[Stored dataset items]

☆ ☆ ☆ ☆

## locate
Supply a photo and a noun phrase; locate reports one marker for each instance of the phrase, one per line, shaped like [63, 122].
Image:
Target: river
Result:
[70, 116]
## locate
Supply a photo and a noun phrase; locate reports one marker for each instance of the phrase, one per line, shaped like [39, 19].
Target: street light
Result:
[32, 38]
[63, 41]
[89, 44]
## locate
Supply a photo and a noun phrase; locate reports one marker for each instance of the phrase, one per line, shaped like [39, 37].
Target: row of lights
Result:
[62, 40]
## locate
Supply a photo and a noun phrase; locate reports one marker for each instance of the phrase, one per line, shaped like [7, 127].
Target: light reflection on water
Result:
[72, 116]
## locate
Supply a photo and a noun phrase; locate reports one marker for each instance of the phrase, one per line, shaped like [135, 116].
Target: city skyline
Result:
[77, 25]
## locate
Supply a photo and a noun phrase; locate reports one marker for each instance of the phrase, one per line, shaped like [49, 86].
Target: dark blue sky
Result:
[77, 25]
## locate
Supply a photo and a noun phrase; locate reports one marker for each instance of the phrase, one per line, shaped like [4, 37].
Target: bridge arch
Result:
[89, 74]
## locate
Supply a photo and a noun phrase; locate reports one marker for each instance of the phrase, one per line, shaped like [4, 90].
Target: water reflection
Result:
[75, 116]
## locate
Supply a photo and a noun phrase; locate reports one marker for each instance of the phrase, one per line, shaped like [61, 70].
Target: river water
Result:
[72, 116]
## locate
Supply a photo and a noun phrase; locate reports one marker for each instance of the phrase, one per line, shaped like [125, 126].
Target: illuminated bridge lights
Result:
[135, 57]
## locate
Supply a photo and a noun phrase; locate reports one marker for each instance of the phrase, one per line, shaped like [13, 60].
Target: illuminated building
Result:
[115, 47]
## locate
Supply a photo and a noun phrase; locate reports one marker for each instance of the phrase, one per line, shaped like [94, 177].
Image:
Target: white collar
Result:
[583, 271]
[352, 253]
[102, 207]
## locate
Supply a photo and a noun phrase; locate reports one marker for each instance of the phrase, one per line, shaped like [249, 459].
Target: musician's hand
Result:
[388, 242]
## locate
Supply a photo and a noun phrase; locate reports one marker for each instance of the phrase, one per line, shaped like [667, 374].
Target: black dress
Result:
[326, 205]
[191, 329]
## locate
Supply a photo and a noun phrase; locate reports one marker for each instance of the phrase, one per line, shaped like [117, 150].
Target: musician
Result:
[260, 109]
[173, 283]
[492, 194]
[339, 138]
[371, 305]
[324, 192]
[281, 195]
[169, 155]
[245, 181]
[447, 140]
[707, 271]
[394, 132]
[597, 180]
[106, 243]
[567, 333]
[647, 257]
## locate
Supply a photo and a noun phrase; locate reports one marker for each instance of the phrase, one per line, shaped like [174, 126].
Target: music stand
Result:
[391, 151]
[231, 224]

☆ ☆ ☆ ☆

The full data, repeated exactly, is the only acceptable output.

● WRITTEN ANSWER
## locate
Supply a photo and a noun phrase; locate reports one marker for each instance of the phrase, one per line, shaped like [63, 122].
Image:
Target: river
Result:
[70, 116]
## locate
Supply a photo and a noun phrase; locate reports one marker for each instance of the phrase, one per line, shaped like [39, 19].
Target: street light
Result:
[32, 38]
[63, 41]
[89, 44]
## locate
Supply a photo and a noun phrase; locate reports one marker for each instance of the phrase, one per line, shaped like [39, 37].
Target: row of lights
Result:
[62, 40]
## locate
Supply a photo and a noun phrase; locate reports one marker for each instance of the phrase, one per line, shaped like [7, 127].
Target: light reflection on water
Result:
[72, 116]
## locate
Supply a photo and a noun phrase; locate reports one marker for each instance of the phrase, one per line, shaped like [135, 116].
Target: city skyline
Result:
[77, 25]
## locate
Supply a photo and a noun phrase; locate reports one marker for each instance of the phrase, one per line, shaped like [49, 86].
Target: dark blue sky
Result:
[77, 25]
## locate
Supply a photo and a noun phrase; locate reports one marker for each instance of the phrase, one per line, shaped like [4, 37].
Target: bridge arch
Result:
[89, 74]
## locate
Supply a photo and a noun phrase; locate reports one marker for each instance of the phrase, one per line, shaped like [4, 90].
Target: water reflection
Result:
[75, 116]
## locate
Supply a photo and a noun phrase; locate reports one marker for each instance of the phrase, one per line, shaped like [61, 70].
Target: river water
Result:
[72, 116]
## locate
Supply a photo and a noun phrase; locate reports one marker for each instance of the phrase, one per line, shaped like [125, 126].
Target: illuminated bridge lights
Result:
[135, 57]
## locate
Supply a photo and a noun phrase; locate reports one marker for each instance of the phrase, one per line, shaped like [13, 60].
Target: illuminated building
Result:
[115, 47]
## locate
Supply a photo and a noun phrase; locate reports one marker for each instance of the phrase, one per line, shaped like [94, 177].
Image:
Target: white collar
Result:
[583, 271]
[352, 253]
[102, 207]
## locate
Supply a photo and a noun phrase; locate reports one marker for each instance of the phrase, one per line, shaped like [249, 459].
Target: musician's hand
Result:
[388, 242]
## locate
Supply a photo and a noun phrase; locate reports one marker for each instance of the phrase, one per line, shaped like [667, 374].
Target: black dress
Result:
[326, 205]
[191, 329]
## locate
Supply a photo and a noun phrase; locate reports one marker for each instance of the phrase, one per line, shaped like [117, 150].
Target: musician
Result:
[260, 109]
[173, 283]
[492, 194]
[339, 138]
[371, 305]
[324, 192]
[281, 195]
[169, 155]
[245, 181]
[447, 140]
[707, 271]
[394, 132]
[597, 180]
[106, 243]
[567, 333]
[647, 257]
## locate
Supply a photo and a noun phrase; locate reports one marker for each instance of the phrase, one per line, shaped like [174, 126].
Target: music stand
Result:
[391, 151]
[231, 224]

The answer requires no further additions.